**Kutipan Teks:**
________________
Oleh Dr. H. Ahmad Hasan Ridwan, M.Ag.
Pada abad kontemporer ini, dunia Islam telah melewati salah satu masa sejarahnya yang paling kritis tetapi kreatif. Di tengah krisis sistem kontemporer yang bebas nilai, hampa nilai, yakni paham kapitalis dan sosialis, kita menemukan Islam sebagai suatu sistem nilai yang penuh dan lengkap memuat nilai-nilai kehidupan. Selain itu, keunikan pendekatan Islam terletak pada sistem nilai yang mewarnai tingkah laku ekonomi/ kehidupan. Segala aspek kehidupan, termasuk ekonomi tercakup nilai-nilai dasar dalam Islam yang bersumber pada asas tauhid. Bahkan lebih dari sekedar nilai-nilai dasar (seperti keseimbangan, kesatuan, tanggung jawab dan keadilan), Islam telah cukup memuat nilai-nilai instrumental dan norma-norma yang operasional untuk diterapkan dalam pembentukan lembaga-lembaga ekonomi masyarakat. Oleh karena itu, bukan sekedar retorika dan angan-angan apabila sebuah sistem ekonomi Islam, sesungguhnya dapat, perlu dan semestinya dibangun jika suatu kehidupan yang selamat, sejahtera benar-benar diinginkan untuk terwujud dalam realitas masyarakat. Yaitu masyarakat yang homo-islamicus, dan bukan masyarakat yang homo-economicus sebagaimana faham kapitaslis dan sosialis.
Untuk mencapai cita-cita yang dicanangkan dalam nilai dasar Islam, maka perlu perumusan etika dalam bisnis untuk memandu tingkah laku bisnis masyarakt muslim. Etika ini untuk selanjunya dijadikan landasan praktis yang fungsional sebagai Religious Practical guidance.
Etika dalam rumusan para ahli adalah ilmu yang menyelidiki baik dan buruk dengan memperhatikan amal perbuatan manusia sejauh yang dapat diketahui oleh akal fikiran. Etika dipandang sama dengan akhlak, karena keduanya membahas masalah baik dan buruk tingkah laku manusia. Tujuan etika dalam pandangan filsafat adalah memperoleh ide yang sama bagi seluruh manusia di setiap waktu dan tempat tentang ukuran tingkah laku yang baik dan buruk sejauh yang dapat dicapai oleh akal fikiran manusia. Namun, untuk mencapai tujuan itu, etika mengalami kesulitan, karena pandangan masing-masing golongan di dunia ini berbeda tentang ide baik dan buruk mempunyai ukuran kriteria yang berbeda. sebagai cabang dari filsafat, maka etika bertitik tolak dari akal fikiran, tidak dari agama. Di sini letak perbedaan dengan akhlak dalam pandangan islam. Ilmu akhlak sebagai pengetahuan yang mengajarkan mana yang baik dan buruk berdasarkan ajaran Islam. Ajaran etika islam sesuai dengan fitrah dan akal pikiran yang lurus.
________________
**Soal Latihan:** Tuliskan kembali tanpa perubahan seluruh bagian kutipan tentang etika bisnis Islam di atas, mulai dari "Untuk mencapai cita-cita" terus sampai "Religious Practical guidance.".

**Data Sumber:**
________________
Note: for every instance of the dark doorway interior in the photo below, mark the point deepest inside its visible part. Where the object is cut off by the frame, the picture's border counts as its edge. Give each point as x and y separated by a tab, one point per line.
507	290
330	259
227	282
________________
**Jawaban Soal:**
Untuk mencapai cita-cita yang dicanangkan dalam nilai dasar Islam, maka perlu perumusan etika dalam bisnis untuk memandu tingkah laku bisnis masyarakt muslim. Etika ini untuk selanjunya dijadikan landasan praktis yang fungsional sebagai Religious Practical guidance.